Entries from a point annotation set:
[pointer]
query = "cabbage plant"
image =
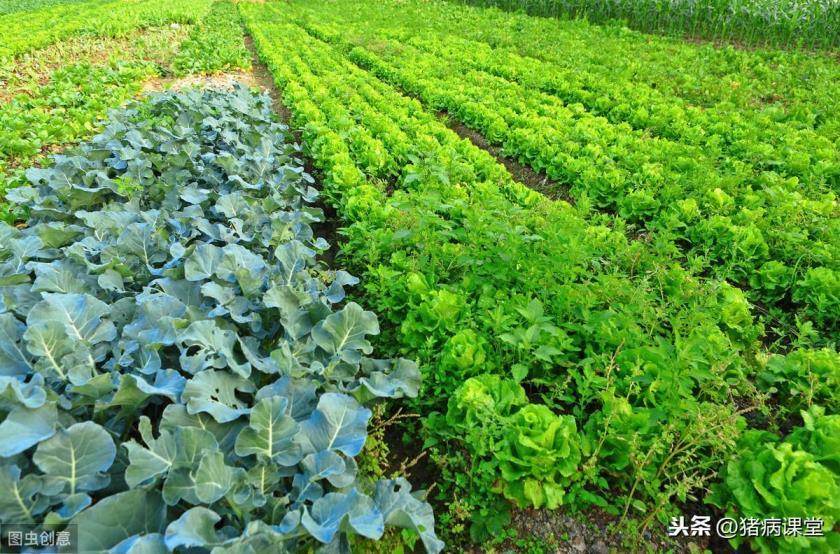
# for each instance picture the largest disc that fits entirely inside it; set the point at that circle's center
(178, 370)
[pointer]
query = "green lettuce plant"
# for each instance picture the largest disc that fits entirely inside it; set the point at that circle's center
(795, 477)
(539, 456)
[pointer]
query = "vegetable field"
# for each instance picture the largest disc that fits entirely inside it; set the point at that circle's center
(406, 276)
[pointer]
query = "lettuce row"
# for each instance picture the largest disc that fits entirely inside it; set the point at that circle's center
(477, 274)
(171, 346)
(798, 476)
(535, 451)
(217, 43)
(731, 215)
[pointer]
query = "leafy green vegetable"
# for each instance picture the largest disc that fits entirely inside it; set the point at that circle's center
(189, 324)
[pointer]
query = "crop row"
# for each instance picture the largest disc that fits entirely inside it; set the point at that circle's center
(173, 354)
(479, 279)
(16, 6)
(788, 23)
(759, 85)
(40, 28)
(758, 229)
(66, 107)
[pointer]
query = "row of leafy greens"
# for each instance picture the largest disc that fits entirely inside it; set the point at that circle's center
(178, 370)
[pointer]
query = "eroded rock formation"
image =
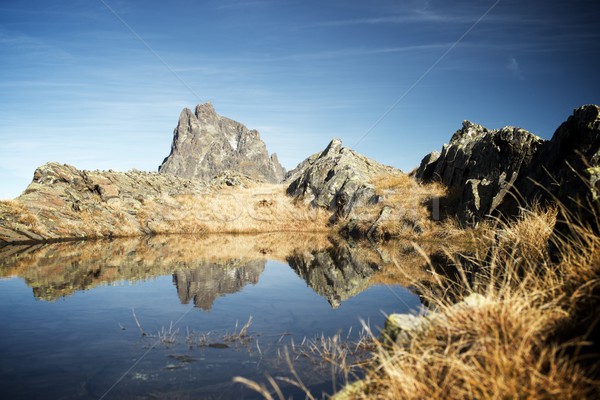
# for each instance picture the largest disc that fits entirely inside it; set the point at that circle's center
(206, 144)
(496, 172)
(64, 202)
(480, 166)
(338, 179)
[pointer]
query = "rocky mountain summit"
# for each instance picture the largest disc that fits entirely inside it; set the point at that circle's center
(490, 172)
(338, 179)
(206, 144)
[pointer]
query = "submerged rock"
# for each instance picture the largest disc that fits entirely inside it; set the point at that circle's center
(338, 179)
(206, 144)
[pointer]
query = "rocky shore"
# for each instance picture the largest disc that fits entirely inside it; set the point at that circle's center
(479, 173)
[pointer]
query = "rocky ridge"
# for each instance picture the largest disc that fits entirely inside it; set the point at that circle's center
(338, 179)
(206, 144)
(495, 172)
(64, 202)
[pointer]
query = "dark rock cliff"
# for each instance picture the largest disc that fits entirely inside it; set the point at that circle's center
(206, 144)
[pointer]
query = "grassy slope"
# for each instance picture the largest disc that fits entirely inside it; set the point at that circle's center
(528, 335)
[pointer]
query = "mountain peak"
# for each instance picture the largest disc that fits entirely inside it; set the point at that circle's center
(206, 144)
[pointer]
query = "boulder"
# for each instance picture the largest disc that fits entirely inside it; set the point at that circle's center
(64, 202)
(338, 179)
(206, 144)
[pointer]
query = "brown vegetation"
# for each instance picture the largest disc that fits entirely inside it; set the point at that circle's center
(526, 334)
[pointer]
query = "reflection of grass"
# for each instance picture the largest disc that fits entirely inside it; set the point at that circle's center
(527, 327)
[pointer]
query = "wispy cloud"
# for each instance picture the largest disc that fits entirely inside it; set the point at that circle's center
(513, 66)
(413, 17)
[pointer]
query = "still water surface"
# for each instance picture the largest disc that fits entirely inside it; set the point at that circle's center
(68, 330)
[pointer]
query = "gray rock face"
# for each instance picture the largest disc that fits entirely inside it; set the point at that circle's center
(496, 172)
(480, 167)
(337, 179)
(64, 202)
(206, 144)
(567, 167)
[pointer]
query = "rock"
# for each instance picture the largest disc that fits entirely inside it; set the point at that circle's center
(337, 179)
(64, 202)
(206, 144)
(232, 179)
(566, 168)
(480, 167)
(427, 167)
(401, 328)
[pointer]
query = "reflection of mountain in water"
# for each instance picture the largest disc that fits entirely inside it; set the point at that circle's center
(204, 268)
(211, 280)
(337, 273)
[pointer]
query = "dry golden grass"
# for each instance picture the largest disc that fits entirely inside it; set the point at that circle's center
(527, 327)
(511, 342)
(252, 209)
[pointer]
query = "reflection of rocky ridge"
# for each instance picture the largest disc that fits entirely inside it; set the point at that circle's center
(213, 265)
(211, 280)
(204, 268)
(337, 273)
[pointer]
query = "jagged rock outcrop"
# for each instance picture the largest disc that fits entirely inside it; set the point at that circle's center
(566, 168)
(337, 179)
(497, 172)
(480, 167)
(206, 144)
(64, 202)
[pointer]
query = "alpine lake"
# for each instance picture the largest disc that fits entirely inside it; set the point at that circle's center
(179, 317)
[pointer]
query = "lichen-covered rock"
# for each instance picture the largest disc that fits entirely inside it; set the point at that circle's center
(64, 202)
(566, 167)
(427, 167)
(337, 179)
(206, 144)
(480, 167)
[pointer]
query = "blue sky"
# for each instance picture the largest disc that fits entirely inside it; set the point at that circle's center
(77, 86)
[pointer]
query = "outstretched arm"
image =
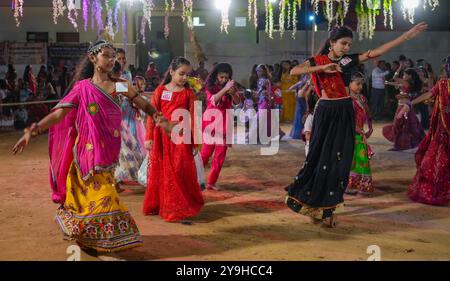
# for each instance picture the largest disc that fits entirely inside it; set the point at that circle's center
(37, 128)
(383, 49)
(306, 67)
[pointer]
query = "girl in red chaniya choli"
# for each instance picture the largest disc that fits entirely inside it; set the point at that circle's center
(173, 191)
(406, 131)
(431, 184)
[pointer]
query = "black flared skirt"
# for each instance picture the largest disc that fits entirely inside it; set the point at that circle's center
(318, 189)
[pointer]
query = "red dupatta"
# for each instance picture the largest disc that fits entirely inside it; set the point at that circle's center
(442, 105)
(331, 83)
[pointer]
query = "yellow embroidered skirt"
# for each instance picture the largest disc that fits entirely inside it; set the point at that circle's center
(94, 216)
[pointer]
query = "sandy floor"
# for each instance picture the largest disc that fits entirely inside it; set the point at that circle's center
(246, 221)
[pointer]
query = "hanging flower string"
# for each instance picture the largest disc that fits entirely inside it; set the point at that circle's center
(18, 11)
(116, 17)
(224, 15)
(253, 12)
(72, 13)
(85, 13)
(166, 19)
(58, 10)
(282, 19)
(295, 4)
(109, 20)
(187, 13)
(335, 11)
(98, 16)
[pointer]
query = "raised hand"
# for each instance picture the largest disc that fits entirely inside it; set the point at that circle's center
(416, 30)
(22, 143)
(229, 85)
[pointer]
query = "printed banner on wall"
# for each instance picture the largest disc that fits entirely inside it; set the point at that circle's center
(27, 53)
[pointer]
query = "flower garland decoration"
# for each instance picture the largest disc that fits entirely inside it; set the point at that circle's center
(409, 11)
(269, 18)
(116, 17)
(109, 20)
(366, 15)
(147, 9)
(72, 13)
(58, 10)
(388, 14)
(17, 6)
(85, 7)
(225, 22)
(124, 28)
(98, 16)
(166, 18)
(295, 4)
(282, 19)
(253, 12)
(187, 13)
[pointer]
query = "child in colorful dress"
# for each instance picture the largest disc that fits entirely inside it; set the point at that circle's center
(406, 131)
(132, 151)
(221, 94)
(173, 191)
(360, 179)
(84, 145)
(264, 90)
(277, 102)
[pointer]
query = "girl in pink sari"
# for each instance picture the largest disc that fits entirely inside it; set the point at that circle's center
(84, 145)
(431, 184)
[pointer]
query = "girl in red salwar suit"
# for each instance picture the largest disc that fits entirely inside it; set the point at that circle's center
(173, 191)
(221, 95)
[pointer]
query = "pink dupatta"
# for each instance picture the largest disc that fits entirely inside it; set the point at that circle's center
(89, 135)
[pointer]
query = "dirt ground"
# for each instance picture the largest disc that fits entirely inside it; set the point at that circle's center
(246, 221)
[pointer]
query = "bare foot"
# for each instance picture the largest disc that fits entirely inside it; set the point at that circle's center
(330, 222)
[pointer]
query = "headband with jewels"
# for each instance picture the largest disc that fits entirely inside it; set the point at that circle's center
(96, 48)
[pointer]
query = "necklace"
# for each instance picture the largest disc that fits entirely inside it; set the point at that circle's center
(333, 58)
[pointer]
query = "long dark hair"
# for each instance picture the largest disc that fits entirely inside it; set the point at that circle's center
(85, 68)
(174, 65)
(416, 83)
(219, 68)
(334, 35)
(266, 73)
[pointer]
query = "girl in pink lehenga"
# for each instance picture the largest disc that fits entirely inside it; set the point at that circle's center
(405, 132)
(431, 184)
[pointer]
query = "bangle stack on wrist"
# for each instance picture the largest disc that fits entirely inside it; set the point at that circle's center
(34, 129)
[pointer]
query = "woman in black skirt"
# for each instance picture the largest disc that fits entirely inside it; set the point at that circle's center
(318, 188)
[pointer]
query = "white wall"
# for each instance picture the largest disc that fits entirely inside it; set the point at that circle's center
(40, 19)
(431, 46)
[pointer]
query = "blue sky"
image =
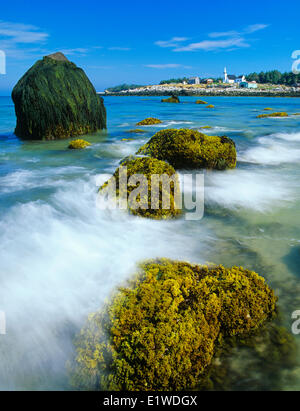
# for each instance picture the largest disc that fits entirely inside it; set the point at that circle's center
(144, 42)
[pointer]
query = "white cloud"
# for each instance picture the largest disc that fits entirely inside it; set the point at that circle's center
(163, 66)
(174, 42)
(75, 51)
(215, 45)
(16, 33)
(223, 34)
(255, 27)
(119, 48)
(226, 40)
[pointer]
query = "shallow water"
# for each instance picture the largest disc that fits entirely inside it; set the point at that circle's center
(61, 256)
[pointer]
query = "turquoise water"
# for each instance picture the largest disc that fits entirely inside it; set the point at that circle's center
(61, 256)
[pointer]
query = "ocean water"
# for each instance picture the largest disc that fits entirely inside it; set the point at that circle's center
(61, 256)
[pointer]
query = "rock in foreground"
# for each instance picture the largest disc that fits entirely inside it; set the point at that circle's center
(189, 149)
(162, 331)
(149, 121)
(141, 200)
(172, 99)
(55, 99)
(78, 144)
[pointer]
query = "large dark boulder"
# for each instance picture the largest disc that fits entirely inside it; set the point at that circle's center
(55, 99)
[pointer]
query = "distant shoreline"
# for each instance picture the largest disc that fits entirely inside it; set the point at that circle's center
(209, 93)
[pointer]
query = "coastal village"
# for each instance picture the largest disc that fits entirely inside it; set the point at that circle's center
(230, 84)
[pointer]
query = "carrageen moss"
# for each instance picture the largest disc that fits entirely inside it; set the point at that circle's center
(136, 130)
(149, 121)
(160, 203)
(78, 144)
(55, 99)
(161, 332)
(190, 149)
(280, 114)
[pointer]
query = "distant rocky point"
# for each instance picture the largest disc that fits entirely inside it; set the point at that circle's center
(55, 99)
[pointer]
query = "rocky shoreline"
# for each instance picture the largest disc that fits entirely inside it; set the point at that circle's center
(214, 92)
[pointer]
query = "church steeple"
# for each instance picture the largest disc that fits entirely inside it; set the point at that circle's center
(225, 75)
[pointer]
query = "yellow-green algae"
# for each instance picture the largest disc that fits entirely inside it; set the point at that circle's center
(172, 99)
(78, 144)
(190, 149)
(136, 130)
(279, 114)
(161, 332)
(148, 167)
(149, 121)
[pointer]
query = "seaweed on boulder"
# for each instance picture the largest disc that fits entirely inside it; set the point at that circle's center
(280, 114)
(146, 197)
(149, 121)
(173, 99)
(190, 149)
(55, 99)
(78, 144)
(162, 330)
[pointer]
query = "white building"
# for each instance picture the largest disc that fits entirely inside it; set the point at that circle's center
(231, 79)
(194, 80)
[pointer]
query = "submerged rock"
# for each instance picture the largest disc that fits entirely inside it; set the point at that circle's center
(142, 198)
(78, 144)
(55, 99)
(137, 131)
(149, 121)
(190, 149)
(280, 114)
(172, 99)
(162, 331)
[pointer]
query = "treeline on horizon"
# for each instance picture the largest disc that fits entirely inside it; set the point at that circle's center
(264, 77)
(273, 77)
(123, 87)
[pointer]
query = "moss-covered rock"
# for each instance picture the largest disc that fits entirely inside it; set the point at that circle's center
(280, 114)
(173, 99)
(190, 149)
(55, 99)
(161, 332)
(136, 131)
(149, 121)
(162, 203)
(78, 144)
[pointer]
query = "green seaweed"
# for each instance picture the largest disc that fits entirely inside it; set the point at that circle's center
(149, 121)
(190, 149)
(148, 167)
(55, 99)
(162, 331)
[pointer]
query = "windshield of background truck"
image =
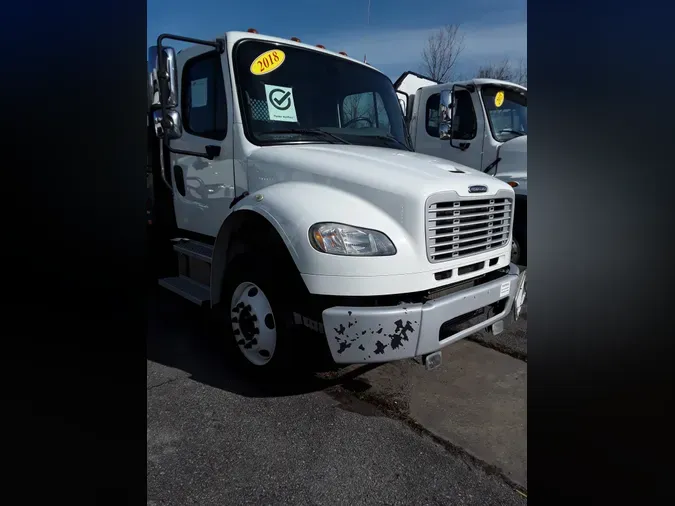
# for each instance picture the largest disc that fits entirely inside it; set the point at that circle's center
(506, 111)
(283, 88)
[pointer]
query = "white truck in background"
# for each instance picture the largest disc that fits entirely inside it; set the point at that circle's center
(485, 128)
(282, 177)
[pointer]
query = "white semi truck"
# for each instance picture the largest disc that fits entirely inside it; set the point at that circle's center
(481, 123)
(283, 179)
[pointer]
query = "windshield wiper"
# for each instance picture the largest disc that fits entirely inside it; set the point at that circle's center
(517, 133)
(309, 131)
(389, 138)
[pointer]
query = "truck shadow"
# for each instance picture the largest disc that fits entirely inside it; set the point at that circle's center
(178, 337)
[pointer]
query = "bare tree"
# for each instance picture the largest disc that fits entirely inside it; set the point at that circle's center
(505, 71)
(439, 56)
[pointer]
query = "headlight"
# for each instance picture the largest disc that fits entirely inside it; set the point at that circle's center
(339, 239)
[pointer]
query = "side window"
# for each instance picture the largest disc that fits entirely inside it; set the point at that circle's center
(364, 110)
(203, 98)
(433, 103)
(464, 124)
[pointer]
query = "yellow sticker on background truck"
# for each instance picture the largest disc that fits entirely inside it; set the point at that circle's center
(267, 62)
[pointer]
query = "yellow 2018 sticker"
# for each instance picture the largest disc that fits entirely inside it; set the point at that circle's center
(267, 62)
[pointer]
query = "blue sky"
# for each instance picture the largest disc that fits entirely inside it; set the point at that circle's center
(493, 29)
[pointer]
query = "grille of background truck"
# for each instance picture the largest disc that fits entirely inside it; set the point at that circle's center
(458, 229)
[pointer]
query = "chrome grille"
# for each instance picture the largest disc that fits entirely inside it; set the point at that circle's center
(461, 228)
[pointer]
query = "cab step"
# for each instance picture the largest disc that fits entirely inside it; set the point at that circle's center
(194, 249)
(188, 289)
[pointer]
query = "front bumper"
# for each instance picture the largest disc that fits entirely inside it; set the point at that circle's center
(382, 334)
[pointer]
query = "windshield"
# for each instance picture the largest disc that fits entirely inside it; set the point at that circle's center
(292, 95)
(506, 111)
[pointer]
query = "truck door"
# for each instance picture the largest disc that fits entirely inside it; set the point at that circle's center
(205, 103)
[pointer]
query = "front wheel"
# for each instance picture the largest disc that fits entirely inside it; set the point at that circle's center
(255, 317)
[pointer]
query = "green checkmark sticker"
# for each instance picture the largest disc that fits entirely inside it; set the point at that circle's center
(280, 104)
(281, 100)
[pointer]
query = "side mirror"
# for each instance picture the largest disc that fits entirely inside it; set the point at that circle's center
(445, 116)
(165, 90)
(170, 127)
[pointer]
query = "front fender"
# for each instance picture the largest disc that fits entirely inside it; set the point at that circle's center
(293, 207)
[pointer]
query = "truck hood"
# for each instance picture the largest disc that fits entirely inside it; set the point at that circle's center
(513, 163)
(364, 169)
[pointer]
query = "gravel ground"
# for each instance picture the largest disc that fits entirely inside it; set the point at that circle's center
(216, 438)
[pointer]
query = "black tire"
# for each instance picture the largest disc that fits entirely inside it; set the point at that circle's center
(281, 286)
(520, 239)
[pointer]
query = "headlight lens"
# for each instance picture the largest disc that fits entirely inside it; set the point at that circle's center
(339, 239)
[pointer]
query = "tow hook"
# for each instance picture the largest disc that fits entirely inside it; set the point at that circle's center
(497, 327)
(432, 360)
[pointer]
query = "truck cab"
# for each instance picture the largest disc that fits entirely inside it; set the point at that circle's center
(285, 183)
(481, 123)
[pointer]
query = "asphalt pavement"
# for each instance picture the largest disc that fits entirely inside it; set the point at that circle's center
(215, 437)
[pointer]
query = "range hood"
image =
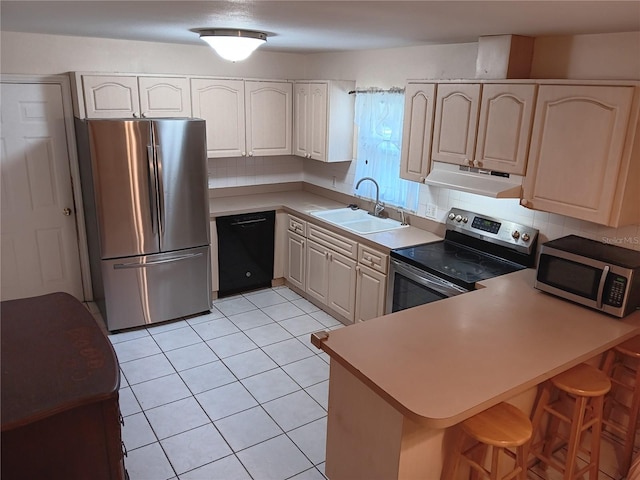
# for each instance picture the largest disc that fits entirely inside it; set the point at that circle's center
(475, 180)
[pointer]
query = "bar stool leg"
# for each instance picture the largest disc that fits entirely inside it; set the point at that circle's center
(597, 405)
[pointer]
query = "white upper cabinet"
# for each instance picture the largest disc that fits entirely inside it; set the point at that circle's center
(504, 125)
(323, 120)
(221, 104)
(454, 132)
(269, 117)
(415, 160)
(244, 118)
(126, 96)
(485, 126)
(584, 159)
(164, 97)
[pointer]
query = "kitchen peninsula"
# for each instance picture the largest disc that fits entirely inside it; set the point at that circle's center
(399, 382)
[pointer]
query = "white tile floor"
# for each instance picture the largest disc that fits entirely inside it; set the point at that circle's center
(239, 393)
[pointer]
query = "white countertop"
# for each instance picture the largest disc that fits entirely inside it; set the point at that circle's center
(301, 203)
(445, 361)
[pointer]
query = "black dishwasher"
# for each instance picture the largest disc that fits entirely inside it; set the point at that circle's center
(245, 252)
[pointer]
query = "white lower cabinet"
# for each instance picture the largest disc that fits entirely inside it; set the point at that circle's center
(342, 285)
(296, 260)
(371, 290)
(371, 283)
(347, 277)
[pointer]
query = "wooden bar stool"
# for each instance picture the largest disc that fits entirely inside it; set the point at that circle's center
(502, 426)
(579, 401)
(621, 365)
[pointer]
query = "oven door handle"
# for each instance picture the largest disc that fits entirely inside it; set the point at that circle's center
(603, 279)
(427, 279)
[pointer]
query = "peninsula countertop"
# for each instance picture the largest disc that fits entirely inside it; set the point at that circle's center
(443, 362)
(301, 203)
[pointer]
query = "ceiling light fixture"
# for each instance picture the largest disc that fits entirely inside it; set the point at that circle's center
(233, 45)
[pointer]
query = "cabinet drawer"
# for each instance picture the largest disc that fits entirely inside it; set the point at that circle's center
(331, 240)
(372, 258)
(297, 225)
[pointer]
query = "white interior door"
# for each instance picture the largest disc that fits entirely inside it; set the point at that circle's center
(39, 249)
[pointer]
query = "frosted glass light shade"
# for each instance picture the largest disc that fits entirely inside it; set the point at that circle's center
(233, 45)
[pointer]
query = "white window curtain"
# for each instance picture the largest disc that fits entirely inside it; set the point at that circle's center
(379, 117)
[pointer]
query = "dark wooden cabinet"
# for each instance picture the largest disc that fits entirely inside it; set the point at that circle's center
(60, 380)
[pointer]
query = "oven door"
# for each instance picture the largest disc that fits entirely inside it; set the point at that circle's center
(410, 286)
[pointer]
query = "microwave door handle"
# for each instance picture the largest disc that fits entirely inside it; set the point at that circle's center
(603, 279)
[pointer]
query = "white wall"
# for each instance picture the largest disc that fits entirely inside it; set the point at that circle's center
(609, 56)
(24, 53)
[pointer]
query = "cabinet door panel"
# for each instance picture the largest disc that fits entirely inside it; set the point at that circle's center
(317, 271)
(301, 118)
(371, 289)
(342, 285)
(113, 96)
(164, 97)
(506, 114)
(269, 112)
(221, 104)
(417, 131)
(296, 260)
(577, 140)
(318, 121)
(456, 119)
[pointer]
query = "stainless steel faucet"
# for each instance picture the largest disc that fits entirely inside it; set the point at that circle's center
(377, 210)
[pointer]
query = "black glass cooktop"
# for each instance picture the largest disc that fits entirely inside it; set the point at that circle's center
(455, 263)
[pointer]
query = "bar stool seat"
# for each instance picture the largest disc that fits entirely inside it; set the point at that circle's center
(579, 400)
(621, 365)
(502, 426)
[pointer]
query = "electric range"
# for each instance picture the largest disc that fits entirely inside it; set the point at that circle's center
(476, 247)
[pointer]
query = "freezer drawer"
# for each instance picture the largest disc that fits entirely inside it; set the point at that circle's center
(153, 288)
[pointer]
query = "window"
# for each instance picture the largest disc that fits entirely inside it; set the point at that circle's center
(379, 123)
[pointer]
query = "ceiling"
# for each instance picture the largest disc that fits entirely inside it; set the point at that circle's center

▸ **To do**: Pick out and copy each line of the entries above that contains the string "dark". Count only matches in the same case.

▸ **Reply to the task**:
query = "dark rock cliff"
query = "long dark hair"
query = "large dark boulder"
query = "dark wooden cabinet"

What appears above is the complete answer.